[Raw records]:
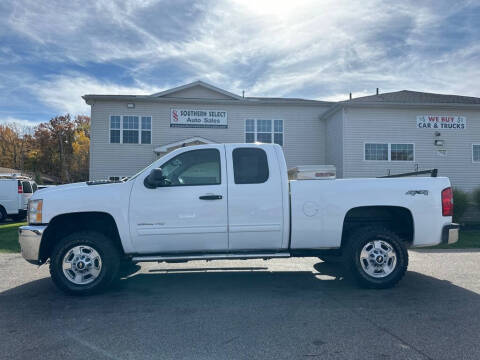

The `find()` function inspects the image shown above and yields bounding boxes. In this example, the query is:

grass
[0,222,480,253]
[0,222,27,253]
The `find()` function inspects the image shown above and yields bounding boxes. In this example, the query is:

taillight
[442,188,453,216]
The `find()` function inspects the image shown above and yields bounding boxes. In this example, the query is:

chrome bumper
[442,224,460,244]
[18,225,47,264]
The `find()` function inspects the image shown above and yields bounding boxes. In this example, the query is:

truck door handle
[198,195,222,200]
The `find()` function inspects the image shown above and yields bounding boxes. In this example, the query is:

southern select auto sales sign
[417,115,467,130]
[170,109,228,129]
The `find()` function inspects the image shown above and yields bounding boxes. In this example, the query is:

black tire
[50,232,121,295]
[344,226,408,289]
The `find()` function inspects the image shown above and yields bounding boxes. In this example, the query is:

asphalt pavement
[0,250,480,360]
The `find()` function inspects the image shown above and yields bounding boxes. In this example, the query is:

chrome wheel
[62,245,102,285]
[360,240,397,278]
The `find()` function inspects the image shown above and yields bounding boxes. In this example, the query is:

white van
[0,178,26,221]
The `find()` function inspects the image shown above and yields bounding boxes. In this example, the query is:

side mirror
[143,168,165,189]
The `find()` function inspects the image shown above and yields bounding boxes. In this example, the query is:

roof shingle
[344,90,480,105]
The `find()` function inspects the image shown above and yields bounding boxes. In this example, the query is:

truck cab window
[161,149,221,186]
[232,148,268,184]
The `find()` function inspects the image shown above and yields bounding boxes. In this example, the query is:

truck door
[226,145,284,251]
[130,145,228,253]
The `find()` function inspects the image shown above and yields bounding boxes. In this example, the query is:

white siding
[343,107,480,191]
[90,99,328,179]
[325,109,343,178]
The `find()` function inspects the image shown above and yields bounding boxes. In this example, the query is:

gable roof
[150,80,243,100]
[343,90,480,105]
[320,90,480,119]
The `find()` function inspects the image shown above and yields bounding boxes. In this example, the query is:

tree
[0,114,90,183]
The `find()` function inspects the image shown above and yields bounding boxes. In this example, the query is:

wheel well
[39,212,124,263]
[342,206,414,247]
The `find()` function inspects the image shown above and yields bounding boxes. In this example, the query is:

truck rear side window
[232,148,268,184]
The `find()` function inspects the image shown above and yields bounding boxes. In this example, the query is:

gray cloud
[0,0,480,118]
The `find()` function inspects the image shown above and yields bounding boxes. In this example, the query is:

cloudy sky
[0,0,480,123]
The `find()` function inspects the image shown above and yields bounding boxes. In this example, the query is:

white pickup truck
[19,144,458,294]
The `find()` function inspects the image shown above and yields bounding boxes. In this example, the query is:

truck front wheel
[345,226,408,289]
[50,232,120,295]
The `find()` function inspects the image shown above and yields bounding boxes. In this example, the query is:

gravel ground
[0,250,480,360]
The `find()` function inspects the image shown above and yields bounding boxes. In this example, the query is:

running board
[132,252,290,262]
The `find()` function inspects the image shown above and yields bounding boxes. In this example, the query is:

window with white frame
[364,143,415,161]
[245,119,283,146]
[472,144,480,162]
[390,144,414,161]
[141,116,152,144]
[365,143,388,161]
[110,116,121,144]
[110,115,152,144]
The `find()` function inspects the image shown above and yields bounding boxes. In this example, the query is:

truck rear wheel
[345,226,408,289]
[50,232,120,295]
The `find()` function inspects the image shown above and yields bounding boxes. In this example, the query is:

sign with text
[417,115,467,130]
[170,109,228,129]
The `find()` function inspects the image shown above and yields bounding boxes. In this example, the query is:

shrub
[472,187,480,210]
[453,188,468,222]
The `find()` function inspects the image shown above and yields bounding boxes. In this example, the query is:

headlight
[27,199,43,224]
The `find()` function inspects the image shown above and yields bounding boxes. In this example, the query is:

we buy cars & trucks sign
[417,115,467,130]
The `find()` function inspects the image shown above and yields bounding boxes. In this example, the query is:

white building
[83,81,480,191]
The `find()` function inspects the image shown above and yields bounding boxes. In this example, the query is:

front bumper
[442,224,460,244]
[18,225,47,264]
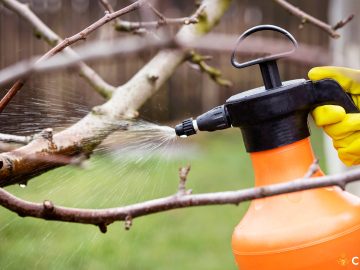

[Exercise task]:
Extract each line of the entries above that contains the word "with", and copy those lines in full.

[Response to this task]:
window with white frame
sign with text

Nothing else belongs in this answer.